Droid Touchscreen Less Accurate Than iPhone's 198
gyrogeerloose writes "A test published by MOTO labs comparing the accuracy and sensitivity of smartphone touchscreens among various makers gave the iPhone top marks ahead of HTC's Droid Eris, the Google-branded Nexus One and the Motorola Droid. The test was conducted within a drawing program using a finger to trace straight diagonal lines across the screens and then comparing the results. While it's not likely that a smart phone user is going to draw a lot of lines, the test does give some indication of which phones are most likely to properly respond to clicking on a link in a Web browser."
Used "a program" ? (Score:4, Interesting)
Was the program written to the same quality in all platforms? Or did they just slap together one quickly to get some juicy headline out? A more worthwhile test would be to go to the same websites in the same stock browsers and log the number of error clicks. Blah.
As a G1 user... (Score:5, Interesting)
So the big question is whether or not all the manufs of android devices are using the same screen/screen chips, or if android has a fundamental problem interpreting data off the screen?
What's important (Score:5, Interesting)
--- --- ---
■ **Tasks to complete**:
[1] List every smartphone that the touchscreen accuracy story says was included in the MOTO labs comparison test.
[2] Carry on the touchscreen accuracy page from its last line.

■ **Object location annotation data**:
--- --- ---
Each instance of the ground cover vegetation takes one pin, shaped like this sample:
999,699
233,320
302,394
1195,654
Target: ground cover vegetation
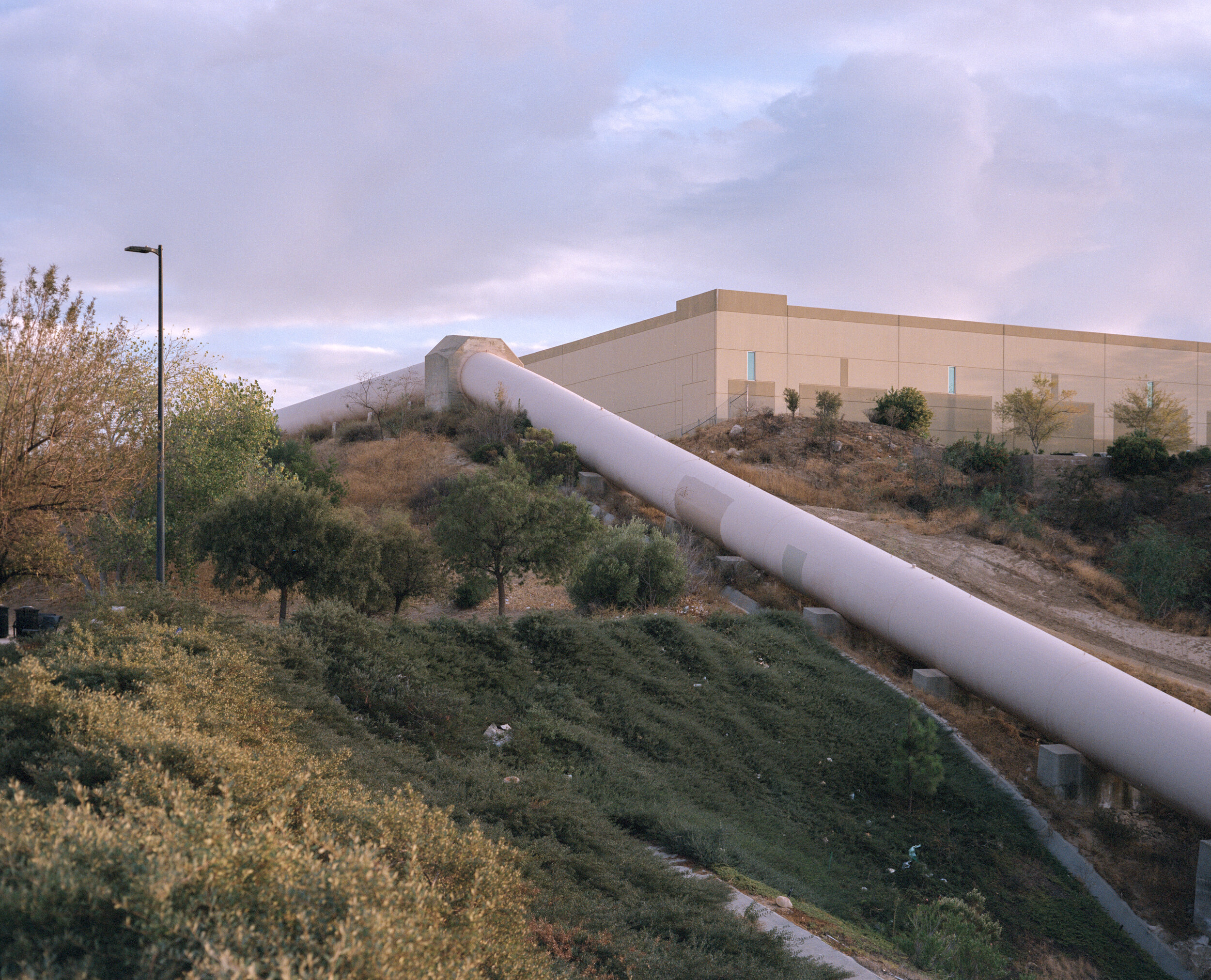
161,818
745,743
--- --- ---
■ **Solved tasks**:
[1]
iPhone
HTC's Droid Eris
Google-branded Nexus One
Motorola Droid

[2]
Of course creating a considerate test is too much trouble and just saying that the iPhone touchscreen is more accurate then Google's scores you plenty of apple-love.
palm pre has a capacitive screen (Score:2, Interesting)
Resolution? (Score:5, Interesting)
What would be intersesting to know... (Score:3, Interesting)
In the classic desktop keyboard/mouse arrangement, it is more or less taken for granted that the user will be able to accurately press any button, and put the mouse within a couple pixels of any target(with the exception of somewhat disabled users).
Phones with hard buttons and resistive/stylus touch screens more or less closely approximate this.
Capacitive screens, by contrast, are better for finger work; but rather less precise. This creates a strong incentive to write the software to be as silently forgiving of certain errors as possible. Drawing programs are hard, since there is basically no way(short of an artistic AI) to infer the user's desire. You pretty much have to make do with the best your screen can give you. With a web browser, say, you can fairly strongly assume that users are intersted in clicking on links, rather than just jabbing at inert text, and expand the link target area appropriately. Same thing with all the tricks that touchscreen keyboards use, silently expanding target areas in order to augment accuracy.
It is definitely useful to know how good the raw input is, and more accurate is of course better; but in a class of devices defined by fairly inaccurate input devices, the real question is how good the software's intepretation of the input will be.
Re:Obviously... (Score:2, Interesting)
But what does this really mean? The Droid is not as good as the iPhone if you are buying it to use as a graphics tablet, but c'mon, who does that? I am able to use the web browser, keyboard, etc. with absolutely no problem. It seems to me that this article is just here to try to get publicity for the person who wrote it and the person that I will not name.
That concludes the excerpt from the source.